- [WHAT TO DO]:
Pull out each line of the records below that contains the string "tree". Case counts, so a line matches only if its capitalization agrees.

- [EXTRACTED DATA]:
*****

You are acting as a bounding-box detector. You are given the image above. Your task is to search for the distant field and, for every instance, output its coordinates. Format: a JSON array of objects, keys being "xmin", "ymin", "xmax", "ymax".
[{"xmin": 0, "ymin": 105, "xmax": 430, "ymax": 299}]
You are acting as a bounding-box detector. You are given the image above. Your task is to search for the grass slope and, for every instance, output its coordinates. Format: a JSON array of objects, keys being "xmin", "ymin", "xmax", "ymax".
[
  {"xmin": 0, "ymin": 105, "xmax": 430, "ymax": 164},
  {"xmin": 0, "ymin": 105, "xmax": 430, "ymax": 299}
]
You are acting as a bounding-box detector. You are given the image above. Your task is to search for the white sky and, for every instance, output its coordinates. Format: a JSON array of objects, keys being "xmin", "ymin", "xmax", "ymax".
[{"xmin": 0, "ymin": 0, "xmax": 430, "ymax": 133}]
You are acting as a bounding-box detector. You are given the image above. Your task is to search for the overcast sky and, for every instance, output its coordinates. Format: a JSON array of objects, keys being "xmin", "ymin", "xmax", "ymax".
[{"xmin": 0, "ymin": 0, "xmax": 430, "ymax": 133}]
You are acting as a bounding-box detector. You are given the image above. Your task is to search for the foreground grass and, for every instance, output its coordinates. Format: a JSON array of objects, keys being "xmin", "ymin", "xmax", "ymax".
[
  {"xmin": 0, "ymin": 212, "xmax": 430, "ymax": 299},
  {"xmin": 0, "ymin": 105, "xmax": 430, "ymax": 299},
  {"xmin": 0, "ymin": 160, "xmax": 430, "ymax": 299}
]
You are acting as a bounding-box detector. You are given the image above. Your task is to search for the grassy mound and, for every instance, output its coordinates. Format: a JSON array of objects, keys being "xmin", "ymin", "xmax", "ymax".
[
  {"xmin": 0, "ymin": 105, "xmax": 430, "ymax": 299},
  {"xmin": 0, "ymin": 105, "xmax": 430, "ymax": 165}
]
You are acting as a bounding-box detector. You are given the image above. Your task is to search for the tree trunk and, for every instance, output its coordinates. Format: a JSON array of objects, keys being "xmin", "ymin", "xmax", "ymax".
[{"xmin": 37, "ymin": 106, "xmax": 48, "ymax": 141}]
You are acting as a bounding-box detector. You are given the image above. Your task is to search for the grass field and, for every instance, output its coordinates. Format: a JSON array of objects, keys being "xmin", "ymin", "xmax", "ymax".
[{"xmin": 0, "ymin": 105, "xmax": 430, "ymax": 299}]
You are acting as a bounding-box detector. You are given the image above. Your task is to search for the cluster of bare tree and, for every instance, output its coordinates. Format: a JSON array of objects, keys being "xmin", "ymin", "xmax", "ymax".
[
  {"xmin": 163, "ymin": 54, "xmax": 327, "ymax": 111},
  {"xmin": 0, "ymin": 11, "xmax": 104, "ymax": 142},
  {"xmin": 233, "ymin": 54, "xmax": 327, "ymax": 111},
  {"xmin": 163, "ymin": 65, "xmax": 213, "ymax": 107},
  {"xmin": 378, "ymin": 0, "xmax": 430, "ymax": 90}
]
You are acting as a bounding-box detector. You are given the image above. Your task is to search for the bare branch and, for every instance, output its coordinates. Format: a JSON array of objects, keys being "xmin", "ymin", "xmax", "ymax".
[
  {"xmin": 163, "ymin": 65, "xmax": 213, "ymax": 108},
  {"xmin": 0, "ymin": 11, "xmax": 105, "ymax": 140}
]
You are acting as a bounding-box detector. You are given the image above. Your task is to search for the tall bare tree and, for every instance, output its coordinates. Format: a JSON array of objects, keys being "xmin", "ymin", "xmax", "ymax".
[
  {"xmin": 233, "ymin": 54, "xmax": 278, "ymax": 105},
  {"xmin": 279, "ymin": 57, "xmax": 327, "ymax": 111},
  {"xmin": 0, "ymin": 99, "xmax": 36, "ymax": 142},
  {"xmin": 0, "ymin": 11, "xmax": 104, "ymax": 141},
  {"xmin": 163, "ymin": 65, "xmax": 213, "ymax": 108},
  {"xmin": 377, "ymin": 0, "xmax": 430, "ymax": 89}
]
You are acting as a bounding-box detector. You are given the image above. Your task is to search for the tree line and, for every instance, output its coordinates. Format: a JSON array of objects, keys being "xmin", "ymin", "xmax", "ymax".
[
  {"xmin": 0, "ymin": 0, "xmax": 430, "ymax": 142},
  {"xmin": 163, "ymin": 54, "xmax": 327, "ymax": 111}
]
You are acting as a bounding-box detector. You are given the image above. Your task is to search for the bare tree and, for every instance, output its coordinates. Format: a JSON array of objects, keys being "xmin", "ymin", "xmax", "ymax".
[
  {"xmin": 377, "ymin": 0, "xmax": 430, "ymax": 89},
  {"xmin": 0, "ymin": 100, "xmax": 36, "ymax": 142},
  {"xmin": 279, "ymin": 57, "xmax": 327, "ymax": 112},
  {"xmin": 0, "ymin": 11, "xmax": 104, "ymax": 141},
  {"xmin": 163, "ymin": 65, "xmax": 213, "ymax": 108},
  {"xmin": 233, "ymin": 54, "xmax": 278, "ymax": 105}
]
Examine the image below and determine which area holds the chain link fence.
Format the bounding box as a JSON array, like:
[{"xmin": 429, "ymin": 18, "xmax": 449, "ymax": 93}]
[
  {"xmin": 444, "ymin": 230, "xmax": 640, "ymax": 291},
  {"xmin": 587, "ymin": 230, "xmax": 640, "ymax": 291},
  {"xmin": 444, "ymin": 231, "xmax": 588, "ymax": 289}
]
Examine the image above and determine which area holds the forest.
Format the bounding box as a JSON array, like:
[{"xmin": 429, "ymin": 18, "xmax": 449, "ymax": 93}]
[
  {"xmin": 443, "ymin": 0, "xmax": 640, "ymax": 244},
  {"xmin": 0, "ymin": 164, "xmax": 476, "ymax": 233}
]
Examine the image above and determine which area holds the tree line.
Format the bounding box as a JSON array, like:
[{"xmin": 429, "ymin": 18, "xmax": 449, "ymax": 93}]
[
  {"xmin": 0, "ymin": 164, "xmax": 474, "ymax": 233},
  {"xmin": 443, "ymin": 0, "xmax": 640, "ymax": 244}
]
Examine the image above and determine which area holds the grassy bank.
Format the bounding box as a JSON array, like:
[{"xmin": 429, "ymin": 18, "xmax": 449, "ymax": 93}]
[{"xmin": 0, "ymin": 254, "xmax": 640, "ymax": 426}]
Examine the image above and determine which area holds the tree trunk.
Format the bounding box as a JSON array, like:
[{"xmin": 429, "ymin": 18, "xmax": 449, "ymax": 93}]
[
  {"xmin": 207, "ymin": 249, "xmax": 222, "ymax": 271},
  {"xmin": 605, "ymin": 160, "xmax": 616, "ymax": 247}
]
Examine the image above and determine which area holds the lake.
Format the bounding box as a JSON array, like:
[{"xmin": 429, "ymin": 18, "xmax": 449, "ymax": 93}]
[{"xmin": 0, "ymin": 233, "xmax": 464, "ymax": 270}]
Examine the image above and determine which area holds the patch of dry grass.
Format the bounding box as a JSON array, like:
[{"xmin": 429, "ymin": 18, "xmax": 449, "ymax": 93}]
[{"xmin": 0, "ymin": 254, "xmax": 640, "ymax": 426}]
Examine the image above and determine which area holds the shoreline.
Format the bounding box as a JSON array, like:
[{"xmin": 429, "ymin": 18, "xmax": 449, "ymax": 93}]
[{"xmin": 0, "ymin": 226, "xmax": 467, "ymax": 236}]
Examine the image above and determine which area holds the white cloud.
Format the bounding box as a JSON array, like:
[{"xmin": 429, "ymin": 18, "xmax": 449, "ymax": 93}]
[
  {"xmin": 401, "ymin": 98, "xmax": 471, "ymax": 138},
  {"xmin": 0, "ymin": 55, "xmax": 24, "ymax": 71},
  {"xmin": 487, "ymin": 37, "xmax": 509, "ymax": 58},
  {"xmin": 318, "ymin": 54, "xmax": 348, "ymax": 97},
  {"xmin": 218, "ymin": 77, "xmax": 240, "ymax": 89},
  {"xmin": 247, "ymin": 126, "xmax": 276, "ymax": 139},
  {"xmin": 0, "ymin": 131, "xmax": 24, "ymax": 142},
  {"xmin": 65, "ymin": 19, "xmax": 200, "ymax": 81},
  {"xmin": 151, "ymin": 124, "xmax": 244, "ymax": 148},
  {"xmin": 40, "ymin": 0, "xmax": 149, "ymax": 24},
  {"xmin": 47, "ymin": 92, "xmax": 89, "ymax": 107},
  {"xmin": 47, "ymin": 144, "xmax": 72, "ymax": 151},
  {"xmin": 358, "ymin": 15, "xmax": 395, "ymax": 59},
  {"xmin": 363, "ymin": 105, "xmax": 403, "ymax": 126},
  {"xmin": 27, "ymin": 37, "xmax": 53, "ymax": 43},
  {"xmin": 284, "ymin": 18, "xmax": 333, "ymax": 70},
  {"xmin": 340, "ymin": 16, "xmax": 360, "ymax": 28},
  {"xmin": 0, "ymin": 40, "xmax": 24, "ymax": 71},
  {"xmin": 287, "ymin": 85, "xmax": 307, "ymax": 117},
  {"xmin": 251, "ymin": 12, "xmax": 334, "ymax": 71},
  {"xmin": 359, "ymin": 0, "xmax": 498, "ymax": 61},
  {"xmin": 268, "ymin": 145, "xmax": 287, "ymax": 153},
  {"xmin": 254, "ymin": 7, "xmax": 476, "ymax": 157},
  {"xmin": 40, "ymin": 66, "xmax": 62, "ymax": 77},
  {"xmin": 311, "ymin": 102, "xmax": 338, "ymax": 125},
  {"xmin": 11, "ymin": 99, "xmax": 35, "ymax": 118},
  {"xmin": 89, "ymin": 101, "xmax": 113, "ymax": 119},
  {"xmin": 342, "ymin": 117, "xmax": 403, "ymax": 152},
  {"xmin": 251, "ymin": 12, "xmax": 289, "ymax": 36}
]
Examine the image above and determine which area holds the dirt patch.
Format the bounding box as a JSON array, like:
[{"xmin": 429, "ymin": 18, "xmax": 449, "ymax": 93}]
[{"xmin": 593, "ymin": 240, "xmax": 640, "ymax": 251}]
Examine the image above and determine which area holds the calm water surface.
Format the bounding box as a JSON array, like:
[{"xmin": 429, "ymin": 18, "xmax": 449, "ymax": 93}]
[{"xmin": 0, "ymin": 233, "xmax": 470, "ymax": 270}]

*****

- [SOLUTION FOR THIS PROBLEM]:
You are acting as a bounding-box detector. You are given the image above. Your task is to search for the tree trunk and, for every instance, output its coordinates. Format: a JSON array of objects, keys being "xmin", "ymin", "xmax", "ymax".
You are acting as a bounding-box detector. You are given the image above. Your task is to search for the cluster of bare tree and, for every instance, output its coordinates. Format: a JSON array of objects, keys being "xmin", "ymin", "xmax", "ymax".
You are acting as a bounding-box detector. You are given the image above. Your task is to search for the tall bare tree and, for every instance, output its coordinates. Format: a JSON array of objects, keys being "xmin", "ymin", "xmax", "ymax".
You are acting as a bounding-box detector. You are given the image above. Your task is to search for the tree line and, for every instance, output its coordinates. Format: a JSON array of objects, keys being "xmin", "ymin", "xmax", "ymax".
You are acting as a bounding-box detector. You are given the image above. Your task is to search for the bare tree and, for every instance, output its coordinates. Format: a JSON array of objects, keys being "xmin", "ymin", "xmax", "ymax".
Examine the image above and determine which area holds the tree line.
Examine the image above and determine which area holds the tree trunk.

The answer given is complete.